● MATERIAL PROVIDED

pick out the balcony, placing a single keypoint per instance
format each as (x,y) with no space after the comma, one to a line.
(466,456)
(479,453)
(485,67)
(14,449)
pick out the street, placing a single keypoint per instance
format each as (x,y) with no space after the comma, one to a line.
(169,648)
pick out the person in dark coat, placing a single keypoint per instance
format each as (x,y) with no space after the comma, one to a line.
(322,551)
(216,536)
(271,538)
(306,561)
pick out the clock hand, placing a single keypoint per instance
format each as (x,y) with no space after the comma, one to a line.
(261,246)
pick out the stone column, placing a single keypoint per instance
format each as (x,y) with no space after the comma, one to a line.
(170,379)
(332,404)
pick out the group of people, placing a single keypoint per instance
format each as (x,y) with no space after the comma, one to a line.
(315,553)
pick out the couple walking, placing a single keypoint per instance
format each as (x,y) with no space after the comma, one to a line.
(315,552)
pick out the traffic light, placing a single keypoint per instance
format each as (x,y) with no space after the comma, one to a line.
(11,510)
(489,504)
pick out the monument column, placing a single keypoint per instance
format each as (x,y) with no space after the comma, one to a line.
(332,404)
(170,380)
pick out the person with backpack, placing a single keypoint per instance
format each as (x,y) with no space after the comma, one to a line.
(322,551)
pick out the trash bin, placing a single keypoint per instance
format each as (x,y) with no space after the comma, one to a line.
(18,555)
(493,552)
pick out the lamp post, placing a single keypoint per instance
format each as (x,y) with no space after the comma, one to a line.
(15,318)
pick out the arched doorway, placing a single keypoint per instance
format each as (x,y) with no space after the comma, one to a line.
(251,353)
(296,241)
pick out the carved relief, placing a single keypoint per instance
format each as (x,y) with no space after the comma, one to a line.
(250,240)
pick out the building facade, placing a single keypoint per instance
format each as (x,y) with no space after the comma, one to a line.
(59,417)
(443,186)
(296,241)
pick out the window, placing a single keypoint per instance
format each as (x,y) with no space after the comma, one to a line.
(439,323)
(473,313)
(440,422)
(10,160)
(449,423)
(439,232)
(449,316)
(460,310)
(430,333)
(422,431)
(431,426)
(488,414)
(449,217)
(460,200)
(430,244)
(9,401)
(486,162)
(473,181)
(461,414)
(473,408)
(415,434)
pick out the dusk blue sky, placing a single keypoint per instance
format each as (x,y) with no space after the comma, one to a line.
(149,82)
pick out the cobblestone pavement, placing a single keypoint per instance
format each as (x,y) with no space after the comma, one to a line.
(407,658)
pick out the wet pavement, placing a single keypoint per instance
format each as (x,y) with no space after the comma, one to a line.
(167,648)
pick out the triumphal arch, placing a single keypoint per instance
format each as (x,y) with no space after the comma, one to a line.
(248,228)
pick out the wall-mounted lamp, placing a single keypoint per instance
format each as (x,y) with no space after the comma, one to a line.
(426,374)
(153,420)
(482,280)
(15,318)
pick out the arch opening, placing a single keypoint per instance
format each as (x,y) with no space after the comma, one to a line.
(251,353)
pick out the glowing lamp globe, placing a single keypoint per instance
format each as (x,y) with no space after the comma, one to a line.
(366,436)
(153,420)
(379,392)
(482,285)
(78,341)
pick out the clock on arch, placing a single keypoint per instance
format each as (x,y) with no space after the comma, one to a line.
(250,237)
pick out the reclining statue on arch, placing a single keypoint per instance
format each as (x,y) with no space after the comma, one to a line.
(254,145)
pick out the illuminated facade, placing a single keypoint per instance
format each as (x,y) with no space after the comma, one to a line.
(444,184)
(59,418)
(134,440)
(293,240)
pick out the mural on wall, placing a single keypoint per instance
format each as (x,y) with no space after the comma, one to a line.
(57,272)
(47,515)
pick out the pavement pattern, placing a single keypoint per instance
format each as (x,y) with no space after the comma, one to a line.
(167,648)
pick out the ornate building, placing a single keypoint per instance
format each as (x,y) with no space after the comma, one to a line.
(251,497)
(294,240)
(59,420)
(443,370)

● EXERCISE
Reproduce the full listing above again, line for line and word for word.

● OUTPUT FOR THIS EXERCISE
pick out the balcony, placing a single keypoint per instance
format each as (x,y) with no space after the comma, one to a line.
(466,456)
(479,453)
(485,67)
(14,449)
pick out the street, placing a single keypoint per instance
format each as (x,y) with no space after the comma, one to a line.
(169,648)
pick out the person in dark coat, placing a single keypoint per instance
format each as (x,y) with no space after the comma, one to a line.
(322,551)
(216,536)
(271,538)
(306,561)
pick out the clock hand, placing a single keypoint per instance
format each as (x,y) with no space after the comma, one to a line.
(261,246)
pick out the stone column, placing a single keypoint per instance
format each as (x,y) with no space after the comma, one to a line.
(170,379)
(332,404)
pick out the group of people, placing a single keypoint per instance
format each as (x,y) with no space after the comma, one to a line.
(315,553)
pick out the couple walking, placing a single keypoint per instance
format each as (x,y) with no space after the comma, one to a line.
(315,552)
pick out the traffic light, placing a single keypoint per instance
format each as (x,y) with no space after the comma, one to a line.
(11,510)
(489,504)
pick out the monument column, placing a single keypoint per instance
format each as (x,y) with no space after the comma, one to a line.
(332,404)
(170,380)
pick out the person with backpack, placing a single keypoint per instance
format each as (x,y) with no space after the comma, one to a line.
(322,551)
pick out the trash bin, placing a single keypoint per instance
format each as (x,y) with no space after the comma, one to a line.
(18,555)
(493,552)
pick out the lamp post, placing a single keypoint per instance
format each as (x,y) with no space after the comma, one to a line.
(15,318)
pick out the arched doorway, placing a single keypoint per instance
format each as (x,y) with no space after the comma, one to a line.
(251,353)
(296,241)
pick out the carved relief, placing a single keypoint per instance
format each as (x,y) with no space after the comma, one to a line.
(250,240)
pick out the building facade, placing a single keypoint per instance
format each as (x,y) with no space after the comma, one to a line.
(59,417)
(443,186)
(296,241)
pick out the window, placing a single keypoint per instance
format each as (x,y) with no space after the comma, one to a line.
(439,323)
(473,313)
(440,422)
(10,160)
(449,423)
(439,232)
(449,316)
(460,310)
(430,333)
(422,431)
(431,426)
(488,414)
(449,217)
(460,200)
(430,244)
(9,401)
(486,162)
(473,181)
(461,414)
(473,408)
(415,434)
pick out the dusk blue sky, placing a single keypoint per instance
format each as (x,y) with no space after the comma, one to a line.
(149,82)
pick out the cobblestone pavement, placing a single keypoint per instance
format each as (x,y) with no space after the comma, one to a line.
(407,658)
pick out the wet pavement, placing a single keypoint per instance
format each as (x,y) with no space after the comma, one to a line.
(167,648)
pick out the triumphal arch, placing a single keypoint per instance
format each as (x,y) with no space after the comma, one to a line.
(248,228)
pick out the wall-mounted lamp, placing a single keypoint per instance
format each as (x,y) with no space after the comma, one to a line.
(426,374)
(153,420)
(482,280)
(15,318)
pick out the arch opening, placing a single keypoint per instance
format each as (x,y) with no space after the comma, one to a line.
(251,353)
pick out the glowing lamp globe, placing a single keypoint per instance
format each as (x,y) with no space after the comma, one to a line.
(366,436)
(153,420)
(379,392)
(482,285)
(78,341)
pick out the clock on arch, placing a single keypoint per instance
format each as (x,y) with no space after the comma, one to a line.
(250,237)
pick out the reclining statue on arch, placing a single keypoint per instance
format each as (x,y) with no space after the comma, one to a line.
(254,145)
pick out the illuminated facade, placing a single keypoint per instance
format each as (x,y) with no space after the comma, one to a line.
(444,184)
(59,418)
(134,440)
(293,240)
pick out the mural on wall, placing a single keypoint per instance
format each as (x,y) with no space after the comma, one to a line.
(57,272)
(47,515)
pick out the pavement pattern, placing a single keypoint per instance
format each as (x,y) with no space after the comma, one to a line.
(167,648)
pick out the ornate building, placing a single keypoint per instance
format each as (x,y) with no space after the comma, one to a line.
(251,497)
(294,240)
(59,420)
(443,370)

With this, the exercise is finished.